[Source text]
Gossip spreads quickly in the town of 22,000 people, and Cipriani's
two failed marriages were well-known. Some chalked them up to bad
choices. Italians have an expression, "E' più facile sposarsi male che
mangiare bene." It's easier to marry badly than to find a good meal.
But people in town say Cipriani was a different man this time. He
arrived alone and bloated. He had gained weight and his hair was cut
close to his head. From a distance, he looked bald.
"I didn't recognize him at first so I went outside the bar and he told
me he was here to see his mother," said Carlo Tanzini, who runs a
local bar.
On Aug. 15 and Aug. 21, Cipriani called his boss at Lepel Cap Sealing
in New York. His supervisor, Laurie Zettwoch, told police Cipriani
claimed he was in Italy caring for his sick 80-year-old mother and he
didn't know when he'd be back to work. She fired him days later, his
absence being the last straw in a series of insubordinate behaviors.

[Stated exercise 1]
Answer these from the excerpt about Cipriani, one line each:
(a) How many people live in the town?
(b) Who runs a local bar?
(c) On which dates did Cipriani call his boss?
[Stated exercise 2] Carry on the excerpt about Cipriani, starting after its final sentence.

[Dataset section]
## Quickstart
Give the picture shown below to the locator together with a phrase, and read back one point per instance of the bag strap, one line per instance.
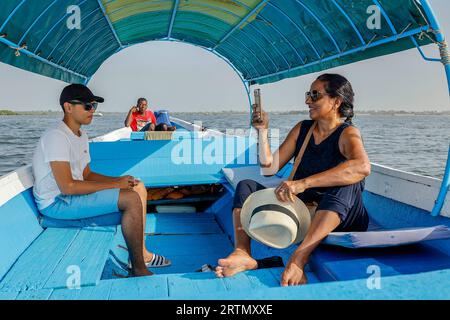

[Reply 1]
(a) 22,000
(b) Carlo Tanzini
(c) Aug. 15 and Aug. 21

[Reply 2]
Cipriani remained in Ceccano the entire month of August, emerging from
his mother's house for a morning espresso at Cafe Tanzini and short
walks to Via Madonna Della Pace, where his sister, Vittoria, lives
with her husband and two children. A few times, he drove to Terracina,
a nearby beach town, to visit a male friend.
Every few days he bought Merit 100s cigarettes and international phone
cards from Giovanni Giorgi's tobacco shop.
Giorgi said Cipriani always came into the shop with a black computer
bag. He was struck by Cipriani's heavy Italian American accent.
"You'd think he'd lose his Italian accent after living in America for
20 years," Giorgi said.
Then Cipriani went home to search for women on the Internet.
In late September, Cipriani logged onto Match.com. A woman in Sora, a
town 20 miles away, had sent him an e-mail message.
It was Anna Cellucci.
They spoke on the telephone several times a week before meeting at
Cellucci's apartment, which she shares with her two children. Cipriani
told her he wanted a long-term relationship. He told Cellucci that
Shelley Stears had taken him for a ride, then left him after he bought
her the house in Meriden. The affair was over; there was no reason to
return to the United States.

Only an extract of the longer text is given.